EXERCISE AIM:
Format every line of the rows below as a numbered list, leaving out any blank lines.

PROVIDED RECORDS:
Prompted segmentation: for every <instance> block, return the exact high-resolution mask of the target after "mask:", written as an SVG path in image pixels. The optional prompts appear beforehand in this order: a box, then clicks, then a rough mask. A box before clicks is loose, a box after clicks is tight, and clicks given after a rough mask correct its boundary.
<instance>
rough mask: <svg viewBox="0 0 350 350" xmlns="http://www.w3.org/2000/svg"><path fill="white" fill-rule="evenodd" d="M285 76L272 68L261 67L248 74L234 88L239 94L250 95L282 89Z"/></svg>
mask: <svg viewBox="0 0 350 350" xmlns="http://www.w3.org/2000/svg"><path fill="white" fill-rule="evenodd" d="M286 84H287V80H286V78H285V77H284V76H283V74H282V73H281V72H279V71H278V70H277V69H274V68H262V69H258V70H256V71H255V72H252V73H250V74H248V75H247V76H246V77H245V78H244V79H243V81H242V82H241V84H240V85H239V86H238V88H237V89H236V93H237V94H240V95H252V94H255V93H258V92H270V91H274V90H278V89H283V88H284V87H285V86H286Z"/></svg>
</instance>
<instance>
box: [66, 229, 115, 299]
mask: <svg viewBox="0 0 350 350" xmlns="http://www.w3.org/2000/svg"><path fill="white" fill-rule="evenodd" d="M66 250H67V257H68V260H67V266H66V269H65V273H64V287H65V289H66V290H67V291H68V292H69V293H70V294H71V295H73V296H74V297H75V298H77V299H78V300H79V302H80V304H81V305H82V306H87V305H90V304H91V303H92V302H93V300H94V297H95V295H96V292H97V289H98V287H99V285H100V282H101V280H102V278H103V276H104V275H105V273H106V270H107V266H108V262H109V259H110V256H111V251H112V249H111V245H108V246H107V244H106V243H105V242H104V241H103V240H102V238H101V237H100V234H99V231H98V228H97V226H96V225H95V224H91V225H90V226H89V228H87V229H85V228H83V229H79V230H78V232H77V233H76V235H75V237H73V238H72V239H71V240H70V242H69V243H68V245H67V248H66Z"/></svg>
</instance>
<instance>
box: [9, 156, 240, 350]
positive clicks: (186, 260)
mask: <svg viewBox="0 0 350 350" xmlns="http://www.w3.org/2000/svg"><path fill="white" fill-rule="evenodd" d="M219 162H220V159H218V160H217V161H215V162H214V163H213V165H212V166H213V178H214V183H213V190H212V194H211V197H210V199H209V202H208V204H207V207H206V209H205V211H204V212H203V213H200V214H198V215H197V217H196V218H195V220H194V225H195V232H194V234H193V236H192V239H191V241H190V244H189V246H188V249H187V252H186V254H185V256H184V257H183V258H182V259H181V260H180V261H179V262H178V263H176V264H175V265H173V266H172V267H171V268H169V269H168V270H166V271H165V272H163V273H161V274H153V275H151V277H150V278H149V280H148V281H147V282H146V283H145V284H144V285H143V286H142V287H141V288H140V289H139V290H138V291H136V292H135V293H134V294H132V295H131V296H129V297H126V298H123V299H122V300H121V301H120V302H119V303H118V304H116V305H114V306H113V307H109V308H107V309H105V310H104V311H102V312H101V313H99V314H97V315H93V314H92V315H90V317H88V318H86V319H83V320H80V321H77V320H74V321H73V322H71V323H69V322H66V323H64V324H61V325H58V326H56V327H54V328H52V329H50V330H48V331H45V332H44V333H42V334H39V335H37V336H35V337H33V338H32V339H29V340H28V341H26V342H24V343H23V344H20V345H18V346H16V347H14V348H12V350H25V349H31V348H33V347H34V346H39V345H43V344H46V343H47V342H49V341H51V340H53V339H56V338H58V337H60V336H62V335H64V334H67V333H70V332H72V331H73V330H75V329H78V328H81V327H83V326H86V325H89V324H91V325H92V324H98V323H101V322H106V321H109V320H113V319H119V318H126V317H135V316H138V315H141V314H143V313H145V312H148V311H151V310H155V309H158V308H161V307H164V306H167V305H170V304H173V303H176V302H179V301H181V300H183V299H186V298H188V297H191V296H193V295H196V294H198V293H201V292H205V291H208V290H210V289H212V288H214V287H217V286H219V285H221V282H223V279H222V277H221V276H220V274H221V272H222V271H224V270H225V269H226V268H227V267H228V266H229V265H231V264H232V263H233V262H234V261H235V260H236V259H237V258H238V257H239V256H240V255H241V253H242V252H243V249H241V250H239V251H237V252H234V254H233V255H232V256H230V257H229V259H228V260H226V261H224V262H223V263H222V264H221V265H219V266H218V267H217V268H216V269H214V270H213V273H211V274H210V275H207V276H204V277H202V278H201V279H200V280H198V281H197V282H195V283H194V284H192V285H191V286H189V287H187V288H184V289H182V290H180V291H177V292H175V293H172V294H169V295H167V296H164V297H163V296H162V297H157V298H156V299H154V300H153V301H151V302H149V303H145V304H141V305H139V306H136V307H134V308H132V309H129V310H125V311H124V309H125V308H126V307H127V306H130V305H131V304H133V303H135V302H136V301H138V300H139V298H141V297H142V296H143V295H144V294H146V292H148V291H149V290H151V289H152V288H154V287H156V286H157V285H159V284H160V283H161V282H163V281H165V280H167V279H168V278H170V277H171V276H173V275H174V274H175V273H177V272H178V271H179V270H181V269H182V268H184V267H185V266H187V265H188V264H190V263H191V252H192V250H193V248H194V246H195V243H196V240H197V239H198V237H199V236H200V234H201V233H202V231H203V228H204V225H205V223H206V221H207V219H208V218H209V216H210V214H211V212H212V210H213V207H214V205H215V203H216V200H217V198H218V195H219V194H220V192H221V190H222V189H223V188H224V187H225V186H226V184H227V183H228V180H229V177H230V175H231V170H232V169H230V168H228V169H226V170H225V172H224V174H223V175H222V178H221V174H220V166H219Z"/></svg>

EXERCISE ANSWER:
1. Prompted segmentation: for every <instance> block, return the exact high-resolution mask of the target after "mask:", written as an SVG path in image pixels. The optional prompts appear beforehand in this order: a box, then clicks, then a rough mask. A box before clicks is loose, a box after clicks is tight, and clicks given after a rough mask correct its boundary.
2. <instance>
3. rough mask: <svg viewBox="0 0 350 350" xmlns="http://www.w3.org/2000/svg"><path fill="white" fill-rule="evenodd" d="M285 76L272 68L261 67L248 74L234 88L239 94L250 95L282 89Z"/></svg>
4. mask: <svg viewBox="0 0 350 350" xmlns="http://www.w3.org/2000/svg"><path fill="white" fill-rule="evenodd" d="M286 84H287V80H286V78H285V77H284V76H283V74H282V73H281V72H279V71H278V70H277V69H274V68H262V69H258V70H256V71H255V72H252V73H250V74H248V75H247V76H246V77H245V78H244V79H243V81H242V82H241V84H240V85H239V86H238V88H237V89H236V93H237V94H240V95H252V94H255V93H258V92H270V91H274V90H278V89H283V88H284V87H285V86H286Z"/></svg>
5. </instance>
6. <instance>
7. box: [66, 229, 115, 299]
8. mask: <svg viewBox="0 0 350 350" xmlns="http://www.w3.org/2000/svg"><path fill="white" fill-rule="evenodd" d="M66 250H67V257H68V260H67V266H66V269H65V273H64V287H65V289H66V290H67V291H68V292H69V293H70V294H71V295H73V296H74V297H75V298H77V299H78V300H79V302H80V304H81V305H82V306H87V305H90V304H91V303H92V302H93V300H94V297H95V295H96V292H97V289H98V287H99V285H100V282H101V280H102V278H103V276H104V275H105V273H106V270H107V266H108V262H109V259H110V256H111V251H112V249H111V245H108V246H107V244H106V243H105V242H104V241H103V240H102V238H101V237H100V234H99V231H98V228H97V226H96V225H95V224H91V225H90V226H89V228H87V229H85V228H83V229H79V230H78V232H77V233H76V235H75V237H73V238H72V239H71V240H70V242H69V243H68V245H67V248H66Z"/></svg>
9. </instance>
10. <instance>
11. box: [9, 156, 240, 350]
12. positive clicks: (186, 260)
13. mask: <svg viewBox="0 0 350 350" xmlns="http://www.w3.org/2000/svg"><path fill="white" fill-rule="evenodd" d="M219 162H220V159H218V160H217V161H215V162H214V163H213V165H212V166H213V178H214V183H213V190H212V194H211V197H210V199H209V202H208V204H207V207H206V209H205V211H204V212H203V213H200V214H198V215H197V217H196V218H195V220H194V225H195V232H194V234H193V236H192V239H191V241H190V244H189V246H188V249H187V252H186V254H185V256H184V257H183V258H182V259H181V260H180V261H179V262H178V263H176V264H175V265H173V266H172V267H171V268H169V269H168V270H166V271H165V272H163V273H161V274H153V275H151V277H150V278H149V280H148V281H147V282H146V283H145V284H144V285H143V286H142V287H141V288H140V289H139V290H138V291H136V292H135V293H134V294H132V295H131V296H129V297H126V298H123V299H122V300H121V301H120V302H119V303H118V304H116V305H114V306H113V307H109V308H107V309H105V310H104V311H102V312H101V313H99V314H97V315H93V314H92V315H90V317H88V318H86V319H83V320H80V321H77V320H74V321H73V322H71V323H69V322H66V323H64V324H61V325H58V326H56V327H54V328H52V329H50V330H48V331H45V332H44V333H42V334H39V335H37V336H35V337H33V338H32V339H29V340H28V341H26V342H24V343H23V344H20V345H18V346H16V347H14V348H12V350H25V349H31V348H33V347H34V346H39V345H43V344H46V343H47V342H49V341H51V340H53V339H56V338H58V337H60V336H62V335H64V334H67V333H70V332H72V331H73V330H75V329H78V328H81V327H83V326H86V325H89V324H91V325H92V324H98V323H101V322H106V321H109V320H113V319H119V318H126V317H135V316H138V315H141V314H143V313H145V312H148V311H151V310H155V309H158V308H161V307H164V306H167V305H170V304H173V303H176V302H179V301H181V300H183V299H186V298H188V297H191V296H193V295H196V294H198V293H201V292H205V291H208V290H210V289H212V288H214V287H217V286H219V285H221V282H223V279H222V277H221V276H220V274H221V272H222V271H224V270H225V269H226V268H227V267H228V266H229V265H231V264H232V263H233V262H234V261H235V260H236V259H237V258H238V257H239V256H240V255H241V253H242V252H243V249H241V250H239V251H237V252H234V254H233V255H232V256H230V257H229V259H228V260H226V261H224V262H223V263H222V264H221V265H219V266H218V267H217V268H216V269H214V270H213V273H211V274H210V275H207V276H204V277H202V278H201V279H200V280H198V281H197V282H195V283H194V284H192V285H191V286H189V287H187V288H184V289H182V290H180V291H177V292H175V293H172V294H169V295H167V296H164V297H163V296H162V297H157V298H156V299H154V300H153V301H151V302H149V303H145V304H141V305H139V306H136V307H134V308H132V309H129V310H125V311H124V309H125V308H126V307H127V306H130V305H131V304H133V303H135V302H136V301H138V300H139V298H141V297H142V296H143V295H144V294H146V292H148V291H149V290H151V289H152V288H154V287H156V286H157V285H159V284H160V283H161V282H163V281H165V280H167V279H168V278H170V277H171V276H173V275H174V274H175V273H177V272H178V271H179V270H181V269H182V268H184V267H185V266H187V265H188V264H190V263H191V252H192V250H193V248H194V246H195V243H196V240H197V239H198V237H199V236H200V234H201V233H202V231H203V228H204V225H205V223H206V221H207V219H208V218H209V216H210V214H211V212H212V210H213V207H214V205H215V203H216V200H217V198H218V195H219V194H220V192H221V190H222V189H223V188H224V187H225V186H226V184H227V183H228V180H229V177H230V175H231V170H232V169H230V168H228V169H226V170H225V172H224V174H223V175H222V178H221V174H220V166H219Z"/></svg>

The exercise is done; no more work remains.